[Point-based annotation data]

━━━━━━

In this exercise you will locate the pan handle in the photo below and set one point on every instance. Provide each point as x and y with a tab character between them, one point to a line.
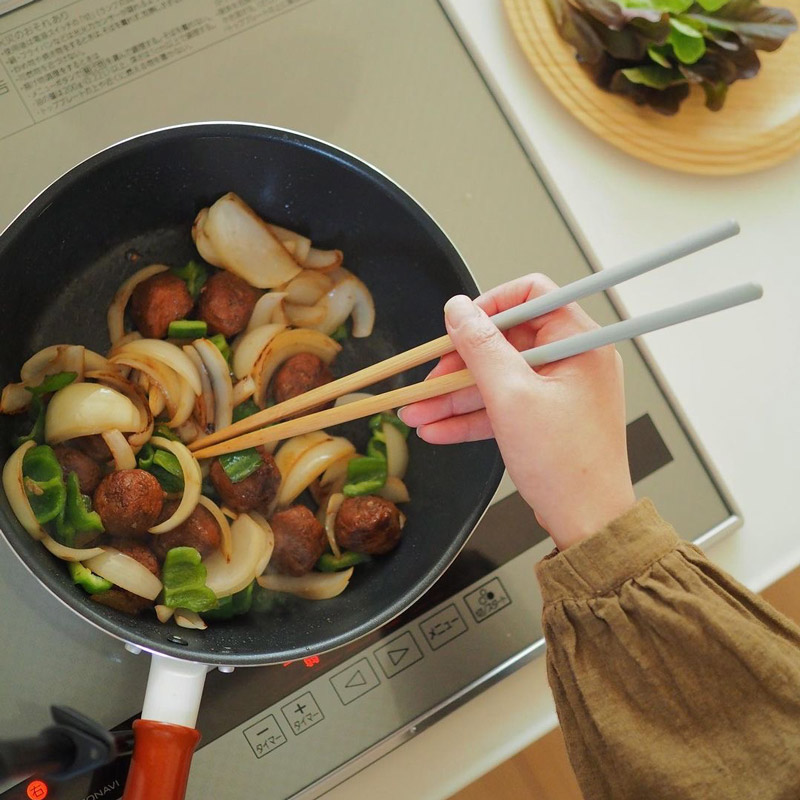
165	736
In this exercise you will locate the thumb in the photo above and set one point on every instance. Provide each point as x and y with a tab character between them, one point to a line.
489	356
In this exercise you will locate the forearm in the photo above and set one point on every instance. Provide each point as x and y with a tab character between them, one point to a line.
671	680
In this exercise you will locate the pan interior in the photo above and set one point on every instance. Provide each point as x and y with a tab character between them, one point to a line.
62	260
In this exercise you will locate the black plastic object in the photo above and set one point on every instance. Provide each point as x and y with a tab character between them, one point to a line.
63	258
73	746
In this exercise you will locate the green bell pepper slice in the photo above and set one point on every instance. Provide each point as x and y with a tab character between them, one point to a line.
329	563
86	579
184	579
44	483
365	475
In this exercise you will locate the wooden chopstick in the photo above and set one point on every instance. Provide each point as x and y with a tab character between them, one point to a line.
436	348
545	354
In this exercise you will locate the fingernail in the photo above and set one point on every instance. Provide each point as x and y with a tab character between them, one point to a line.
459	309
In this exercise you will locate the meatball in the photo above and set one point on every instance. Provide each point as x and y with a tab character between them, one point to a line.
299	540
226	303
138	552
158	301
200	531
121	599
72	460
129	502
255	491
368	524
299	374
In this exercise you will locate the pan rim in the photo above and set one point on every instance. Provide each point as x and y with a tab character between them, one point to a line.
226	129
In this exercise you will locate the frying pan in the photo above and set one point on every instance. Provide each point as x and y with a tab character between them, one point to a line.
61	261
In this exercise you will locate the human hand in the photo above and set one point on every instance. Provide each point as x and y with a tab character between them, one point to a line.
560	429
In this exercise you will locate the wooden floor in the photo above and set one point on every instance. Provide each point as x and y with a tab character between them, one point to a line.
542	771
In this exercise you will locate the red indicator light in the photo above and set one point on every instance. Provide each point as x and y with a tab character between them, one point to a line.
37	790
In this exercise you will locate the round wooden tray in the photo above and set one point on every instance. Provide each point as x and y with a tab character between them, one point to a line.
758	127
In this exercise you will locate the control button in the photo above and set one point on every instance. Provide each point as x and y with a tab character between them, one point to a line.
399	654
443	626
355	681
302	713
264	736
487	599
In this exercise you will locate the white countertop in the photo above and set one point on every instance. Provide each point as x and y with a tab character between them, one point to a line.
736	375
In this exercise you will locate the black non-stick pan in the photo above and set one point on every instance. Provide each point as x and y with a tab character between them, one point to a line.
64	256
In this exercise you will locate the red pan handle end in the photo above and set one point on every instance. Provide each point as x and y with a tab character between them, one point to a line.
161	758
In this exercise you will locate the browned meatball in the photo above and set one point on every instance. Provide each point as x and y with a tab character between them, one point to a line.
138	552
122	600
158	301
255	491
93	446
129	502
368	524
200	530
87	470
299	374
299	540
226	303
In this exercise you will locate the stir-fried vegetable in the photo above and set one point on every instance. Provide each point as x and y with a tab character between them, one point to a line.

━━━━━━

Omit the pictures and restate the rest of the records verbatim.

* Complete output *
In this exercise you will locate the pan handle in the photo below and set one point on every instance. Provide each point as x and y with a tab character between them, one point to a line.
165	736
In this exercise you will locate the thumb in the photo above and set one point on every instance. Provide each point as x and y with a tab character between them, one point to a line.
489	356
In this exercise you will locate the forearm in the photo above and set one point on every instance. Provide each point as x and y with a tab character between them, one point to a line.
671	680
In this exercise you will locate the pan interior in the photo above and set one point on every instance. Provide each point as x and y with a tab character between them, one point to a line.
62	260
In this exercise you will locate the black plastic object in the photo above and set one point on every instance. Provide each point as x and y with a tab character between them, one point to a line.
63	258
73	746
In this exercise you will locate the green bell pepper slice in the photo above and set one point on every instance. Provide each point as x and y with a tab character between them, one point to a line.
329	563
86	579
184	579
44	483
365	475
In this exercise you will locate the wooden chopstick in the photo above and set one point on every instance. Provide each point as x and y with a tab character between them, one point to a line.
436	348
545	354
In this exercise you will locate the fingernail in the photo above and set one point on every instance. Provide each point as x and y with a tab character between them, one point to a line.
459	309
In this exercise you will locate the meatball in the photo above and set one point on every instance. Provide each point as x and y with a tab character between them, one point to a line.
299	540
226	303
138	552
158	301
200	531
121	599
72	460
129	502
255	491
368	524
299	374
In this exercise you will locate the pan rim in the photo above and set one point on every instance. Provide each point as x and y with a tab character between them, one point to a line.
226	129
In this exercise you will locate the frying pan in the photo above and set one point on every instance. Provide each point as x and y with a tab character between them, one point to a line.
61	261
In this exercise you will locate the human hand in the photo above and set one point on every instance. Provide each point as x and y with a tab character between them, one point to a line.
560	429
In this exercise you will locate the wooden floor in the photo above and set one point on every instance. Provide each point as x and y with a tab character between them, one point to a line.
542	771
In this exercise you will locate the red indicator light in the photo above and set one point on every instance. Provide each point as x and y with a tab character between them, one point to a line.
37	790
In this exercise you will locate the round wooden tray in the photo above and set one point on every instance. Provide each point as x and y with a tab character between them, one point to a line.
758	127
In this exercise you will locate the control button in the photo above and set one point on every instance. Provide each point as x and y with a tab character between them, one point to a line.
399	654
443	626
355	681
302	713
264	736
487	599
In this exercise you will locate the white countertop in the photo above and set one point on every instance. Provide each point as x and y with a tab character between them, one point to a line.
736	375
In this exercise you will locate the black non-stick pan in the photo above and set one point on every instance. Provide each point as x and y with a tab character between them, one point to a line.
64	256
In this exercise you will locate the red pan handle end in the photo above and set one point on every instance. Provide each point as x and y with a tab character between them, one point to a line.
161	758
In this exercise you will locate the browned meatball in the photo above and set one point on every instance. Provide each point as x and y with a tab character between them, one point to a line.
138	552
122	600
158	301
255	491
93	446
129	502
368	524
200	530
87	470
299	374
299	540
226	303
In this exercise you will locate the stir-fried vegetable in the photo above and set one point on every instance. Provide each point as x and y with a tab character between them, one point to a line.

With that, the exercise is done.